=== Stored records ===
══════════════════════════════
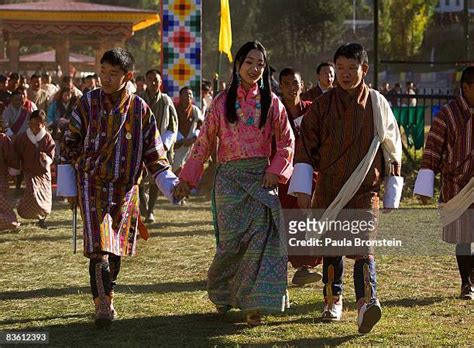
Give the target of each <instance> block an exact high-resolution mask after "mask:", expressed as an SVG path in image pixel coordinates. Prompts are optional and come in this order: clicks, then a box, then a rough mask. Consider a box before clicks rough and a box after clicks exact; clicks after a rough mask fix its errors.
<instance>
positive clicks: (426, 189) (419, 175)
mask: <svg viewBox="0 0 474 348" xmlns="http://www.w3.org/2000/svg"><path fill="white" fill-rule="evenodd" d="M434 177H435V175H434V172H433V171H432V170H431V169H420V171H419V172H418V176H417V177H416V181H415V188H414V189H413V193H414V194H417V195H421V196H426V197H433V195H434V192H433V191H434Z"/></svg>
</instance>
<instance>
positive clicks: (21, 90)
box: [12, 87, 26, 97]
mask: <svg viewBox="0 0 474 348" xmlns="http://www.w3.org/2000/svg"><path fill="white" fill-rule="evenodd" d="M25 91H26V88H24V87H18V88H17V89H15V90H14V91H13V92H12V97H14V96H16V95H24V94H25Z"/></svg>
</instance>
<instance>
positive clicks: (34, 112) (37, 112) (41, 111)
mask: <svg viewBox="0 0 474 348" xmlns="http://www.w3.org/2000/svg"><path fill="white" fill-rule="evenodd" d="M34 118H39V119H40V120H41V122H42V123H46V112H44V111H43V110H35V111H33V112H32V113H31V115H30V120H32V119H34Z"/></svg>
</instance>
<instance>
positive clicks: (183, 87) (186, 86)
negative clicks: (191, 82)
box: [179, 86, 193, 94]
mask: <svg viewBox="0 0 474 348" xmlns="http://www.w3.org/2000/svg"><path fill="white" fill-rule="evenodd" d="M187 90H190V91H191V92H192V91H193V90H192V89H191V87H189V86H184V87H182V88H181V89H180V90H179V94H181V92H183V91H187Z"/></svg>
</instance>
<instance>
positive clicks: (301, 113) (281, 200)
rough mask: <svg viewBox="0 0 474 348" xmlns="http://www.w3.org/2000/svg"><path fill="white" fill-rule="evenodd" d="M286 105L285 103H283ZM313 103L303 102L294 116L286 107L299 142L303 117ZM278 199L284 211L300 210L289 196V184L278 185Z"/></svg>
mask: <svg viewBox="0 0 474 348" xmlns="http://www.w3.org/2000/svg"><path fill="white" fill-rule="evenodd" d="M283 104H284V105H285V103H284V102H283ZM311 104H312V102H311V101H309V100H301V101H300V103H299V104H298V113H297V114H296V115H292V114H291V112H290V110H289V109H288V107H287V106H286V105H285V110H286V113H287V114H288V120H289V122H290V125H291V128H292V130H293V134H294V135H295V140H296V141H297V140H298V136H299V132H300V127H301V122H302V120H303V115H304V114H305V113H306V112H307V111H308V109H309V107H310V106H311ZM315 179H316V174H315V175H314V179H313V185H314V184H315V183H316V182H315ZM278 197H279V198H280V202H281V207H282V208H283V209H298V203H297V200H296V197H295V196H290V195H288V183H285V184H281V183H280V184H278Z"/></svg>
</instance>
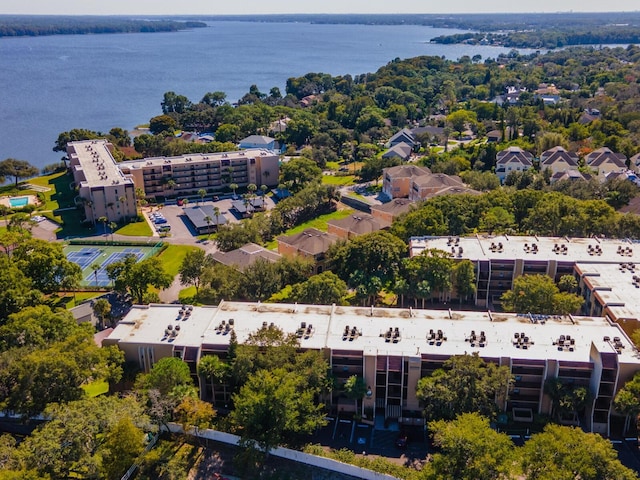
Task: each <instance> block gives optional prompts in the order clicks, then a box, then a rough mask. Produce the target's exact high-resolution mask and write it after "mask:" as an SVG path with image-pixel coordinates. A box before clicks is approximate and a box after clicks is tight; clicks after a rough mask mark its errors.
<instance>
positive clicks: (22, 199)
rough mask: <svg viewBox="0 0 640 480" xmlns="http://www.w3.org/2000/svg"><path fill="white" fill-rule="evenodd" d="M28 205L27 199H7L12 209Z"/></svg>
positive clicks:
══════════════════════════════
Gather every line from the entries above that contains the word "positive".

=== ANSWER TO THIS TASK ===
positive clicks: (426, 189) (419, 175)
positive clicks: (21, 90)
positive clicks: (34, 112) (37, 112) (41, 111)
positive clicks: (183, 87) (186, 86)
positive clicks: (301, 113) (281, 200)
positive clicks: (22, 199)
positive clicks:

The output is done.